REQUIRED TASKS >>
- 1) Reproduce word for word the section of the post on cashing out Chase points that begins at "I had an absolute" and stops after "miles and points.".
- 2) Write the next part of the post on cashing out Chase points, continuing after its final sentence.

PROVIDED TEXT >>
────────────────────
On our most recent Frequent Miler on the Air, I made some points about the new ability to cash out Chase points at a value of 1.5c each via the current promotion. When we initially reported this (perhaps limited-time?) option to use points toward groceries and other things, some readers were quick to dismiss it. More than one or two readers indicated that this was something they’d only do if they were “cash strapped” since they can otherwise redeem Ultimate Rewards points for much more value. While I also feel like I have redeemed Ultimate Rewards points for greater value, I can’t shake the way it’s making me re-think redemptions and the cost of holding my points. While loyalty programs often make us act in irrational ways, this 1.5c redemption rate really has me thinking about just how irrational it is for me to want to keep these points given such a valuable cash out option.
I love redeeming points for outsized value. I still remember feeling like a total impostor the first time I flew in a premium cabin. After having traveled for years on the most economical of economy class fares I could find, I skipped right from the cheap seats to first class on Etihad from Cairo to Abu Dhabi to Tokyo (for 45K American Airlines miles at the time, though the rate for Middle East to Asia 1 has since increased to 50K miles one-way in first class).
I had an absolute blast spending 8 nights in Bora Bora last year, something I never ever would have even imagined were possible no less actually done without miles and points.
And I want to keep doing those things. With trips obviously on hold given the COVID-19 pandemic, of course I miss traveling to exotic locales in comfort. Like many readers, I’ve been somewhat spoiled by the premium cabin experience: while I traveled to Europe, India, and Far East Asia a couple of times in economy class before discovering frequent flyer miles, these days I find myself more turned off by the thought of 8 or 10 or 14 hours in economy class simply because I know how to get there more comfortably by leveraging credit card welcome bonuses, category bonuses, manufactured spending, and the other tools we use to play the game.
────────────────────
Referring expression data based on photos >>
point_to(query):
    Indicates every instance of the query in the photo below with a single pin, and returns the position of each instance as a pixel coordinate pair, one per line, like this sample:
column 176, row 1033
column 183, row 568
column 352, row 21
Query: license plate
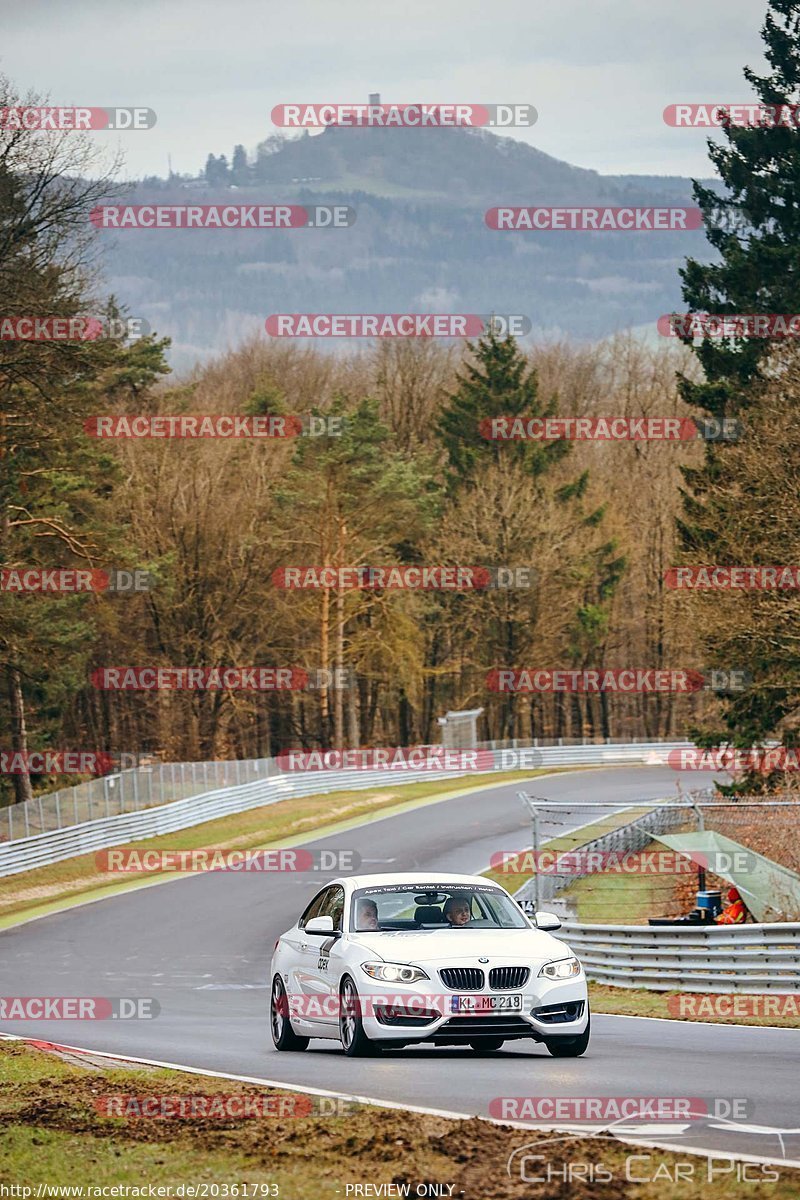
column 486, row 1005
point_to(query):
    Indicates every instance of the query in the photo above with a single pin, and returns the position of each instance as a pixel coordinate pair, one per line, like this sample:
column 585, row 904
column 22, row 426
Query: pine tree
column 498, row 383
column 755, row 225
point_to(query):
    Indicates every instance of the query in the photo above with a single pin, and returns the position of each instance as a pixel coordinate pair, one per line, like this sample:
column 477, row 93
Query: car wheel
column 567, row 1048
column 355, row 1042
column 283, row 1036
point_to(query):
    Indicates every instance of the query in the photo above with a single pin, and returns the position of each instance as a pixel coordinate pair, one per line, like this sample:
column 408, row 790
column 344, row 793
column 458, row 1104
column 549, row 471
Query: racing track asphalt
column 202, row 947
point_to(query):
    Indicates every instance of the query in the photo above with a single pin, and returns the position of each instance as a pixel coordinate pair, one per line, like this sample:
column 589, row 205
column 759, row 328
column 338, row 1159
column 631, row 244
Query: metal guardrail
column 53, row 846
column 690, row 958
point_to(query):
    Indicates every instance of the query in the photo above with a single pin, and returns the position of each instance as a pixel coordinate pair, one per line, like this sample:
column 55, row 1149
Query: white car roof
column 414, row 877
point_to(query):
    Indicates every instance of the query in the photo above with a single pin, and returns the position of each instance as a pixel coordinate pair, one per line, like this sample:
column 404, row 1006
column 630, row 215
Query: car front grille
column 462, row 978
column 504, row 978
column 493, row 1025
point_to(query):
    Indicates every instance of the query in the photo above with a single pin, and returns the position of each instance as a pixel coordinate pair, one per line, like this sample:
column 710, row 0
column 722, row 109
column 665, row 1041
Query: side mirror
column 547, row 922
column 320, row 925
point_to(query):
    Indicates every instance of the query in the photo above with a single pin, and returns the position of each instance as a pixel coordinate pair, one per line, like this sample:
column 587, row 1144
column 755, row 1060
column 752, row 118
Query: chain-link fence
column 602, row 863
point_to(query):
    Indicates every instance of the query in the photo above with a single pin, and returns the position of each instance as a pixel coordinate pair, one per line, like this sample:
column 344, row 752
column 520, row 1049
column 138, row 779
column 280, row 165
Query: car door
column 325, row 969
column 304, row 952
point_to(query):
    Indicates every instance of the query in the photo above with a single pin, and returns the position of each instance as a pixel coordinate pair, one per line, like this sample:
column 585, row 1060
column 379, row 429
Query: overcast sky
column 600, row 72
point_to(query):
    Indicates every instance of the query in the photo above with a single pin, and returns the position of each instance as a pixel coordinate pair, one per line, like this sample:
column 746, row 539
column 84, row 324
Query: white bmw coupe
column 379, row 961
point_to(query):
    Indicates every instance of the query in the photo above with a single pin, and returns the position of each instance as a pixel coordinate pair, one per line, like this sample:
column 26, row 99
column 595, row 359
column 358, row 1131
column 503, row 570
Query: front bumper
column 549, row 1009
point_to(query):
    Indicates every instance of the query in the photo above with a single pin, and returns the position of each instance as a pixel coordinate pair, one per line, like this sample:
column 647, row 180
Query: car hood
column 465, row 946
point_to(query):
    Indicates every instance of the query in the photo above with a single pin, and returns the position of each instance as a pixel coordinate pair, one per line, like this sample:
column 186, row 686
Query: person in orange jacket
column 735, row 912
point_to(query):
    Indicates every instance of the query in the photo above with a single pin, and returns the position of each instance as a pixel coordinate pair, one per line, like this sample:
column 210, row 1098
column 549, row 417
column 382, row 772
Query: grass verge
column 56, row 1134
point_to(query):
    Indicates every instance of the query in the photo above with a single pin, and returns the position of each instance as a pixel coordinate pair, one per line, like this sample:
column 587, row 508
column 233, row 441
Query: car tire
column 355, row 1042
column 283, row 1036
column 569, row 1048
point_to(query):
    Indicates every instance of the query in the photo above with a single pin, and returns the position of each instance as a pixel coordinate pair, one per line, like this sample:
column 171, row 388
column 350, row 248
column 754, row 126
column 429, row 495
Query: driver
column 457, row 911
column 366, row 917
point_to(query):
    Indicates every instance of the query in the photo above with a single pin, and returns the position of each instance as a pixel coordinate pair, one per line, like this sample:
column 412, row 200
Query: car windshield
column 394, row 907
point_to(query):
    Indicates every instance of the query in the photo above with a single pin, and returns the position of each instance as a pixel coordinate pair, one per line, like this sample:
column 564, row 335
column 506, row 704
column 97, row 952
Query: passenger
column 457, row 911
column 366, row 916
column 735, row 912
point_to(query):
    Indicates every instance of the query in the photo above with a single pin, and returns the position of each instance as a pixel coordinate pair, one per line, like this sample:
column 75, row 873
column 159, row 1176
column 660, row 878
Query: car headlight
column 394, row 972
column 563, row 969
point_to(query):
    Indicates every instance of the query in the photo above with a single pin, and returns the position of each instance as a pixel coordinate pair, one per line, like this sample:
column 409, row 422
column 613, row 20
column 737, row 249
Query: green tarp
column 770, row 892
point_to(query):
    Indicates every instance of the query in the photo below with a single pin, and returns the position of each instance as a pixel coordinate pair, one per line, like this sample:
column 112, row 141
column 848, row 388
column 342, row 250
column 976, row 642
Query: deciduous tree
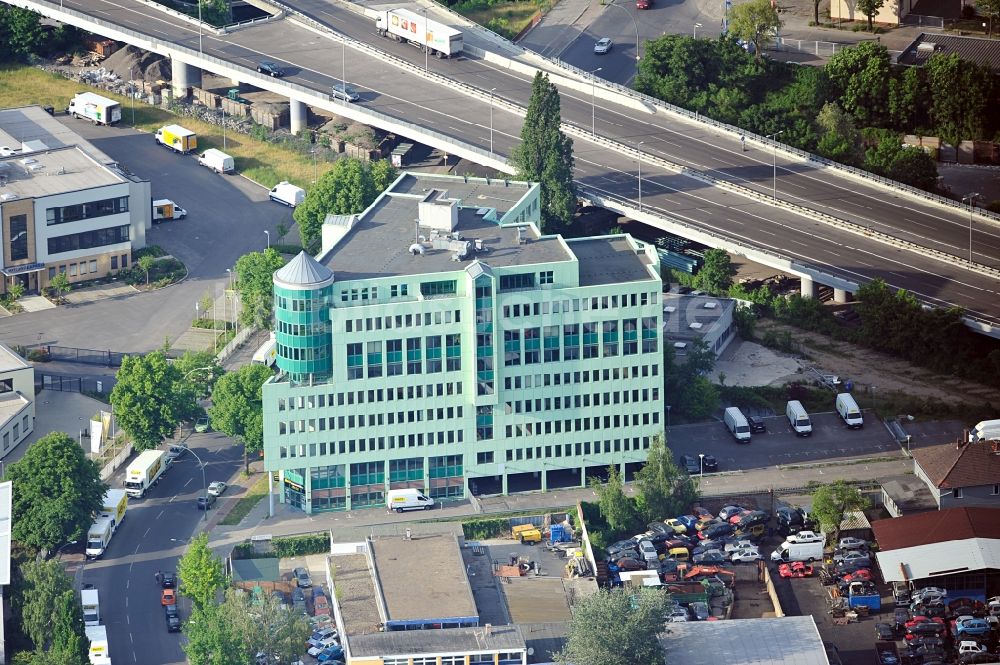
────────────────────
TASK ANSWERS >>
- 1)
I had an absolute blast spending 8 nights in Bora Bora last year, something I never ever would have even imagined were possible no less actually done without miles and points.

- 2)
However, while there is no doubt that I enjoy the premium travel I’ve done and value the ability to do so to some extent, the recent Sapphire Reserve cash out ability has me re-thinking the cost of doing so.
The first example to hit me after we spoke during Frequent Miler on the Air was a redemption that became significantly more attractive last week: Emirates has seemingly dropped its surcharges by ~90%, making award tickets via Emirates (and its partners) much more attractive. Stephen covered how one could fly round trip in first class (pending availability) from Newark to Athens for 135,000 miles. I’ve been fortunate to have flown the Emirates A380 in first class a handful of times and while it’s over the top in terms of bling, it’s a lot of fun.
At about the same price that most programs would charge for a round trip business class ticket, I’d be happy to get to Europe round trip like this. Furthermore, I love Greece and would be happy to plan a 2021 trip there in hopes of travel being safe and advisable at that point.
Since Emirates is one of the five most promiscuous airline programs, making it easy to put together the miles for a redemption, I gave it a search or twenty to find availability. And in fact I did find at least a couple of dates with three seats in first class on the way to Athens. Unfortunately, it was on the 777, which features the same seat as above but is missing the shower and bar of the A380 (that sound you’re now hearing is the world’s smallest violin, playing just for me). I temporarily gave up my search planning to hold off a bit and look for slightly later 2021 travel.
And then this new Chase redemption came around at 1.5c per point toward groceries, home improvement stores, and dining.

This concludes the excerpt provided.